- **EXERCISE REQUIREMENTS**
Could you copy all of the material below line for line, changing nothing?
---
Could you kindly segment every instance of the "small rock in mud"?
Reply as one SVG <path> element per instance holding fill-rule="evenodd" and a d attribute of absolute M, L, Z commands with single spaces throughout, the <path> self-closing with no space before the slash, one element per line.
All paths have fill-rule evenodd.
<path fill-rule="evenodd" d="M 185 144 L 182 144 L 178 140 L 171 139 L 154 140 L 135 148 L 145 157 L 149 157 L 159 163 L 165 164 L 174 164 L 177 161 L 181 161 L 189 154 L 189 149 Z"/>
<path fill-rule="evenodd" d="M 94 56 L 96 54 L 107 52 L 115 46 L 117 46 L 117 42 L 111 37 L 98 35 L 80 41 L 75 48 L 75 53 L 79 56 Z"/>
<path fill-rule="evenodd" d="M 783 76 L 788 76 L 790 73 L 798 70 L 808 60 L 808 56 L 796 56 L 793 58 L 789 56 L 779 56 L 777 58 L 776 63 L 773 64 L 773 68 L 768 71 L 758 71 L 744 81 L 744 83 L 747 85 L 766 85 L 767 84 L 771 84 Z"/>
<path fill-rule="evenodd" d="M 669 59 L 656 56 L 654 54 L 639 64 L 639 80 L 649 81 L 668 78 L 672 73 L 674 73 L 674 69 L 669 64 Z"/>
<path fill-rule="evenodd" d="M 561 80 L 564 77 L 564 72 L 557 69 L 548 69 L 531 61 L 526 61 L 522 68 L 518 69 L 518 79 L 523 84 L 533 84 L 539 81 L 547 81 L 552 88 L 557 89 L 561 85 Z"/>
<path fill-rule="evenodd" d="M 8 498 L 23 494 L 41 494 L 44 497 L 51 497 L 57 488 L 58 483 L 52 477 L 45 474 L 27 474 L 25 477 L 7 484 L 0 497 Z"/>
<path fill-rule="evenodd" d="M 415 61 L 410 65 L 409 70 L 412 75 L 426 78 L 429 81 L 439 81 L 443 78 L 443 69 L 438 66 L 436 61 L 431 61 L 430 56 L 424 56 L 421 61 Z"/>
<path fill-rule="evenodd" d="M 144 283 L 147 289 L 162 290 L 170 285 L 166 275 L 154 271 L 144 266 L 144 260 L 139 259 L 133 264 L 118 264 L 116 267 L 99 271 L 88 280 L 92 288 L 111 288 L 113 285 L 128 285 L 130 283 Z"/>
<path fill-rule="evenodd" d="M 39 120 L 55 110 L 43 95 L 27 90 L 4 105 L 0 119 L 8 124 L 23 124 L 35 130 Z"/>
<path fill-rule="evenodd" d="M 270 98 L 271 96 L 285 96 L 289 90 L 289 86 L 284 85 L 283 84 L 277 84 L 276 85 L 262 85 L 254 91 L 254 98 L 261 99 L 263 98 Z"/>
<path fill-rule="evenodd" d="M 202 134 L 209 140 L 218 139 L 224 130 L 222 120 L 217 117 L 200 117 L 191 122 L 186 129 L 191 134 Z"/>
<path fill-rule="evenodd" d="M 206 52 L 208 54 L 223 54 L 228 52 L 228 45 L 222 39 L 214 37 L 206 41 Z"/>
---
- **SOLUTION FOR THIS TASK**
Could you kindly segment every instance of the "small rock in mud"?
Reply as one SVG <path> element per instance holding fill-rule="evenodd" and a d attribute of absolute M, L, Z commands with single spaces throughout, the <path> self-closing with no space before the slash, one element per line.
All paths have fill-rule evenodd.
<path fill-rule="evenodd" d="M 185 144 L 182 144 L 178 140 L 171 139 L 154 140 L 135 148 L 145 157 L 149 157 L 159 163 L 165 164 L 174 164 L 177 161 L 181 161 L 189 154 L 189 149 Z"/>
<path fill-rule="evenodd" d="M 94 56 L 96 54 L 107 52 L 115 46 L 117 46 L 117 42 L 111 37 L 98 35 L 80 41 L 75 48 L 75 53 L 79 56 Z"/>
<path fill-rule="evenodd" d="M 783 76 L 788 76 L 790 73 L 798 70 L 808 60 L 808 56 L 796 56 L 793 58 L 789 56 L 779 56 L 777 58 L 776 63 L 773 64 L 773 68 L 768 71 L 758 71 L 744 81 L 744 83 L 747 85 L 766 85 L 767 84 L 771 84 Z"/>
<path fill-rule="evenodd" d="M 669 59 L 656 56 L 654 54 L 639 64 L 639 80 L 649 81 L 668 78 L 672 73 L 674 73 L 674 69 L 669 64 Z"/>
<path fill-rule="evenodd" d="M 561 80 L 564 77 L 564 72 L 557 69 L 548 69 L 531 61 L 526 61 L 522 68 L 518 69 L 518 79 L 523 84 L 533 84 L 539 81 L 547 81 L 552 88 L 557 89 L 561 85 Z"/>
<path fill-rule="evenodd" d="M 8 498 L 23 494 L 41 494 L 44 497 L 51 497 L 57 488 L 58 483 L 52 477 L 45 474 L 27 474 L 25 477 L 7 484 L 0 497 Z"/>
<path fill-rule="evenodd" d="M 415 61 L 410 65 L 409 70 L 412 75 L 426 78 L 429 81 L 439 81 L 443 78 L 443 69 L 438 66 L 436 61 L 431 61 L 430 56 L 424 56 L 421 61 Z"/>
<path fill-rule="evenodd" d="M 144 283 L 147 289 L 162 290 L 170 285 L 166 275 L 154 271 L 144 266 L 144 260 L 139 259 L 133 264 L 118 264 L 116 267 L 99 271 L 88 280 L 92 288 L 111 288 L 113 285 L 128 285 L 130 283 Z"/>
<path fill-rule="evenodd" d="M 39 120 L 55 110 L 43 95 L 27 90 L 4 105 L 0 119 L 8 124 L 23 124 L 35 130 Z"/>
<path fill-rule="evenodd" d="M 270 98 L 271 96 L 285 96 L 289 90 L 289 86 L 284 85 L 283 84 L 277 84 L 276 85 L 262 85 L 254 91 L 254 98 L 261 99 L 263 98 Z"/>
<path fill-rule="evenodd" d="M 202 134 L 209 140 L 218 139 L 224 130 L 222 120 L 217 117 L 200 117 L 191 122 L 186 129 L 191 134 Z"/>
<path fill-rule="evenodd" d="M 206 52 L 208 54 L 223 54 L 228 52 L 228 45 L 222 39 L 214 37 L 206 41 Z"/>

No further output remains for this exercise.